Write out the race gratitude passage below word for word, starting with "It wasn’t quite" and going on through "me give up.".

● Passage shown
════

The gratitude I feel after having this experience is bigger than this whole universe. And I know that I couldn’t have done it without some of the most amazing teammates and coaches a girl could ask for.

It wasn't quite the medal I was hoping for, but after 132 miles of a 140.6 mile race, I'll take it.

It wasn’t quite the medal I was hoping for, but after 132 miles of a 140.6 mile race, I’ll take it.

I would like to thank:

Coach Jason: For believing in me, and for scraping my carcass off of the pavement more times than I can count, for keeping me from having epic meltdowns on the bike, for being the voice of reason, always, and for genuinely caring about each and every one of us. You made me feel safe.

Coach Dave : For being the mushiest drill sergeant I know; able to fix anything, from broken bike parts to broken spirits. I don’t know what I would have done without seeing you on Chalk Hill at mile 100. I’m so grateful that you never let me give up.

════

● Extracted material
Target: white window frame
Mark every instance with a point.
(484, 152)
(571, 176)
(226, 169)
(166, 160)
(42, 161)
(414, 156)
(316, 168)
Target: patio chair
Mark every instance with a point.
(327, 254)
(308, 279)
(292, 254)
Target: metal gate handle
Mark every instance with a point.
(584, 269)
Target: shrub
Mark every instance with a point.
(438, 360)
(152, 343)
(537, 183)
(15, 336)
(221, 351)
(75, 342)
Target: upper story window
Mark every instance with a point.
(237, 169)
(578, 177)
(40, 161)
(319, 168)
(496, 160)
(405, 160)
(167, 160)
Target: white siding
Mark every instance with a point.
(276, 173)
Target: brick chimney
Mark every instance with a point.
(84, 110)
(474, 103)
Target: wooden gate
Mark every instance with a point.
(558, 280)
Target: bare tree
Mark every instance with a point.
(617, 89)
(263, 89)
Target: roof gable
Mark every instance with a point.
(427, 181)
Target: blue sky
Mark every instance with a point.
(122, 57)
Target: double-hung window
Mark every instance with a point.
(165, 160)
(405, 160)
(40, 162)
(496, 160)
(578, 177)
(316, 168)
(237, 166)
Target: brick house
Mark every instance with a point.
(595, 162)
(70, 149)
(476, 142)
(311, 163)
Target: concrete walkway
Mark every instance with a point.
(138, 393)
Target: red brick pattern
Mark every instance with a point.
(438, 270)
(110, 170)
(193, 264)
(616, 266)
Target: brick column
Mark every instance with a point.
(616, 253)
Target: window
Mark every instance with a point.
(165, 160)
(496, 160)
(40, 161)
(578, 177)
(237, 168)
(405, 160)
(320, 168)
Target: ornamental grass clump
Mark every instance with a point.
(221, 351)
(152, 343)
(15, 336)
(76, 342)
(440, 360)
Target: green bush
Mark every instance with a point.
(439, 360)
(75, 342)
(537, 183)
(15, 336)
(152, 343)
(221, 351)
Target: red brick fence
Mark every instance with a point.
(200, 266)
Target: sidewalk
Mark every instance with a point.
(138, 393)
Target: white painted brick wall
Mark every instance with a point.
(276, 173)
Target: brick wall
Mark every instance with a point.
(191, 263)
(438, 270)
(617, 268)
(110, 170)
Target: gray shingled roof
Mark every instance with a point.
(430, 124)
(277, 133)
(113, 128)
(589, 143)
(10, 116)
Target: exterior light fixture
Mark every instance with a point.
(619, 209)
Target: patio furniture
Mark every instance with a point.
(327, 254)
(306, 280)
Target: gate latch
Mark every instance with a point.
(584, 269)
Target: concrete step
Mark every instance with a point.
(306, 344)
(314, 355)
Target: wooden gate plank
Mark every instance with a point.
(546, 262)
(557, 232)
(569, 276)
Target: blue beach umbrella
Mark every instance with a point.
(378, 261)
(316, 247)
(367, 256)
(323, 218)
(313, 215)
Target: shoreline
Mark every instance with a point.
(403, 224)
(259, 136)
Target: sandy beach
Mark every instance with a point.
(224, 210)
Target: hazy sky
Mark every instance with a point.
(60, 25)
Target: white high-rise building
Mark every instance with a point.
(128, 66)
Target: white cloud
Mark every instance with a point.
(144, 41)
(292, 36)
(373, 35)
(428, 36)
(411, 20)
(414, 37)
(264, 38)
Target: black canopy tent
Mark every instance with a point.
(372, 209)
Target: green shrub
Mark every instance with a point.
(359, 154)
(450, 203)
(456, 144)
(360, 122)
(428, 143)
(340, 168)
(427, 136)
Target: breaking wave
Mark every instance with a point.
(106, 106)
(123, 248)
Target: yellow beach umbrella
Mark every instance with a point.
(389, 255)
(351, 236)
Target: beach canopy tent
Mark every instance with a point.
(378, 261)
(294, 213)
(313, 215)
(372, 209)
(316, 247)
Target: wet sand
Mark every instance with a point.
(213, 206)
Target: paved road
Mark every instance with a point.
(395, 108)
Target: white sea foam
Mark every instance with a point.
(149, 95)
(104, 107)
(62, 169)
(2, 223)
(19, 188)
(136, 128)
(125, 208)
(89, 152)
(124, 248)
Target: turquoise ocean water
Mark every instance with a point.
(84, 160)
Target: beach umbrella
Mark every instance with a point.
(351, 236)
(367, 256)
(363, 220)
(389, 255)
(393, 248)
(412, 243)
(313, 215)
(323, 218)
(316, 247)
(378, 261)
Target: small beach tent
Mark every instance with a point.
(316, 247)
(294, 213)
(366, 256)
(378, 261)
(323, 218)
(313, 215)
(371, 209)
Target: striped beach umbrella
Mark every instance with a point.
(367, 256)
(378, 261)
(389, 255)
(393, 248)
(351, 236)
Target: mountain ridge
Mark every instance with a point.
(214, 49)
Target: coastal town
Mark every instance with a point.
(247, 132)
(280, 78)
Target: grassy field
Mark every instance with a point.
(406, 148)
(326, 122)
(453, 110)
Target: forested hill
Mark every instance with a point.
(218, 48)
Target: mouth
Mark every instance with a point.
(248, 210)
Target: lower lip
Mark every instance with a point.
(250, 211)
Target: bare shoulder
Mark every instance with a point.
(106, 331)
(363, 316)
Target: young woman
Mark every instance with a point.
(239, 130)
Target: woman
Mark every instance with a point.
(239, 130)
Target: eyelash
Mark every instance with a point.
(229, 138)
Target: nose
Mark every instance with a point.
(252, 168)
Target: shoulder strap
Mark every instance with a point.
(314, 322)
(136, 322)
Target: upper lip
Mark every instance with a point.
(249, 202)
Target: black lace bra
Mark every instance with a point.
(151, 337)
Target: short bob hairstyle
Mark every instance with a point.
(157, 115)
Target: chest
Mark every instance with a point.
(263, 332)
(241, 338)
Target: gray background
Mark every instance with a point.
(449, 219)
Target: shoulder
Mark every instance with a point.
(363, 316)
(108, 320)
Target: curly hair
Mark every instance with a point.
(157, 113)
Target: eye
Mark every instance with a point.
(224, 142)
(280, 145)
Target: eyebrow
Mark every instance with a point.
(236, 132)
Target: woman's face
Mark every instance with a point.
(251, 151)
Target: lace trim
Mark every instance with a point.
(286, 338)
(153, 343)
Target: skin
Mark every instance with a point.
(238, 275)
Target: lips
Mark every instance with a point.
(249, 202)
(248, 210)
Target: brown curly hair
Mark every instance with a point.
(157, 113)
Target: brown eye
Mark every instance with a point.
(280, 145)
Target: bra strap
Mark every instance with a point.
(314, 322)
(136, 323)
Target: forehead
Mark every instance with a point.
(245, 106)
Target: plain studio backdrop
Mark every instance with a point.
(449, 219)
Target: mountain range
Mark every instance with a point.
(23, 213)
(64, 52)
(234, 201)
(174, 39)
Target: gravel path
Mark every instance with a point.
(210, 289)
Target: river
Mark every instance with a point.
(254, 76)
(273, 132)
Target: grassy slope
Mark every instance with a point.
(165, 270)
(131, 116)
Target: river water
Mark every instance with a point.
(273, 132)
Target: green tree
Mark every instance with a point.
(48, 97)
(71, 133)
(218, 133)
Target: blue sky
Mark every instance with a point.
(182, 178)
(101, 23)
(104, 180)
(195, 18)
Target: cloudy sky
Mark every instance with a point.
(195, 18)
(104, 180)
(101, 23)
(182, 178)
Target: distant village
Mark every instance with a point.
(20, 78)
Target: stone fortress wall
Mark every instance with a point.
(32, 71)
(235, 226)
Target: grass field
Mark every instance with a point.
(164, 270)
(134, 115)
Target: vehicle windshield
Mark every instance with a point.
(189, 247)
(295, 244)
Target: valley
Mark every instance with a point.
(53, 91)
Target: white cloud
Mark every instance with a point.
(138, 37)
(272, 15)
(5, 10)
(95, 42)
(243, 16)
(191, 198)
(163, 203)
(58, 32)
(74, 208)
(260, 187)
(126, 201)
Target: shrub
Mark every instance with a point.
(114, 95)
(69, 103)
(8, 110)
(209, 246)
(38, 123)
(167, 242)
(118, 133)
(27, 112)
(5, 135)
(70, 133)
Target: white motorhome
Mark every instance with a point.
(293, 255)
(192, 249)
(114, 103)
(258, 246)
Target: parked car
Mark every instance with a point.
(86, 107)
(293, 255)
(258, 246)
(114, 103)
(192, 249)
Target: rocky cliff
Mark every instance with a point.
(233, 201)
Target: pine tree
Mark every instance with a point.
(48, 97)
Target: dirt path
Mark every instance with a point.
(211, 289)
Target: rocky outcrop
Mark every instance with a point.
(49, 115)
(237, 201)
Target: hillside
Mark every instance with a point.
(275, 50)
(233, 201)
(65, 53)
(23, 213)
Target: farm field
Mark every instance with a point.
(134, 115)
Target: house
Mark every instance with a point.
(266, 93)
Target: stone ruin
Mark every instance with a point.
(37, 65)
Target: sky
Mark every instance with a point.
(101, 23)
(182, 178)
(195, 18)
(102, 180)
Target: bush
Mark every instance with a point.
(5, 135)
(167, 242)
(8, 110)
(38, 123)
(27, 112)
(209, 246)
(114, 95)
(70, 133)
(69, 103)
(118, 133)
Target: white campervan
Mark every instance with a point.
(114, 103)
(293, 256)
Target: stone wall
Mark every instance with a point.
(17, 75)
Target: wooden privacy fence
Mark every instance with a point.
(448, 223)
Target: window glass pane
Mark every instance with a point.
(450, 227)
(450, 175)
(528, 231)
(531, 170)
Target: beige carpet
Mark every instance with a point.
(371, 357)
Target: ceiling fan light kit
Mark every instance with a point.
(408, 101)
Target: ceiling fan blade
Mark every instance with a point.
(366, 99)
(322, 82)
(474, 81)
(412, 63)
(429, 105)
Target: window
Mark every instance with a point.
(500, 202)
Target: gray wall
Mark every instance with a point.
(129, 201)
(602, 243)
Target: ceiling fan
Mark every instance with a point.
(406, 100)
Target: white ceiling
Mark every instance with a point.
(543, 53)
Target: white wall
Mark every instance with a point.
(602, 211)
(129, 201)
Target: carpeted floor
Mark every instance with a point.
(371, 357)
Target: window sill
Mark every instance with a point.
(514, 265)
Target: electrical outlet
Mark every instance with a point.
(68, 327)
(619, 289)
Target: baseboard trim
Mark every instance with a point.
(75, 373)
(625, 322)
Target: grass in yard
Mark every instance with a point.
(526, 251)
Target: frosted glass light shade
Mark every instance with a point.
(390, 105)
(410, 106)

════

● Response
It wasn’t quite the medal I was hoping for, but after 132 miles of a 140.6 mile race, I’ll take it.

I would like to thank:

Coach Jason: For believing in me, and for scraping my carcass off of the pavement more times than I can count, for keeping me from having epic meltdowns on the bike, for being the voice of reason, always, and for genuinely caring about each and every one of us. You made me feel safe.

Coach Dave : For being the mushiest drill sergeant I know; able to fix anything, from broken bike parts to broken spirits. I don’t know what I would have done without seeing you on Chalk Hill at mile 100. I’m so grateful that you never let me give up.